## WORK INSTRUCTION
Your answer should consist of each line from the data below that contains "task".

• • •

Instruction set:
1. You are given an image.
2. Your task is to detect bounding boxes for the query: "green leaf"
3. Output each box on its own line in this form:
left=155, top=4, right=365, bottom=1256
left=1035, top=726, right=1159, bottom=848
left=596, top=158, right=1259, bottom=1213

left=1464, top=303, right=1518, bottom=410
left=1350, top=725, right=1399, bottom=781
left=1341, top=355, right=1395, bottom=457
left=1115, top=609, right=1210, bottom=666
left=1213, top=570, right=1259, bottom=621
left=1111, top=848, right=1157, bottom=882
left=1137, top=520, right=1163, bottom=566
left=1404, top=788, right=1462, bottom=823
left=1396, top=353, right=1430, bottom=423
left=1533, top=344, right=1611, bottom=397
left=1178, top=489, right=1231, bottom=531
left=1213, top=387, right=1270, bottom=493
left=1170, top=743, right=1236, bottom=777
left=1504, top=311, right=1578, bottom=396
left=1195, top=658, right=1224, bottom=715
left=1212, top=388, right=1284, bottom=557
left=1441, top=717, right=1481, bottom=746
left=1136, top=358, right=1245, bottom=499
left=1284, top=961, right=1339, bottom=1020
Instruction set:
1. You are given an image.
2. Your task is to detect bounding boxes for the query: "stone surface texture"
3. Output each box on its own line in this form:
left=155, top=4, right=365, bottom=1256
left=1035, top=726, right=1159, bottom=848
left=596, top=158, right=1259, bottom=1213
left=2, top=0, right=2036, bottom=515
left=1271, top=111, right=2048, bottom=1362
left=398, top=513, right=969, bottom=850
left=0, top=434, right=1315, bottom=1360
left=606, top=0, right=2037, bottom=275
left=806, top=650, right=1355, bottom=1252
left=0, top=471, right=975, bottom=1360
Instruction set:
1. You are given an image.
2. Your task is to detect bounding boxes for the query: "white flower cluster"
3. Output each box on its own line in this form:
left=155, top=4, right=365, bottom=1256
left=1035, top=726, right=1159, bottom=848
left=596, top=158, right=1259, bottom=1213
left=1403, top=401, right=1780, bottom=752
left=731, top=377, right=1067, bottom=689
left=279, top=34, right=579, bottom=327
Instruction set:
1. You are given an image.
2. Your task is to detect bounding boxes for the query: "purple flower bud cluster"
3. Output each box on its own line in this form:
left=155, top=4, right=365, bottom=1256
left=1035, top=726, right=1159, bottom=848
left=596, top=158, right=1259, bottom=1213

• • •

## ANSWER
2. Your task is to detect bounding boxes for the query: "green leaf"
2. Your task is to detect bounding boxes for the query: "stone surface texture"
2. Your task is to detect bounding boxes for the query: "white flower cluster"
2. Your task is to detect bounding boxes for the query: "purple flower bud cluster"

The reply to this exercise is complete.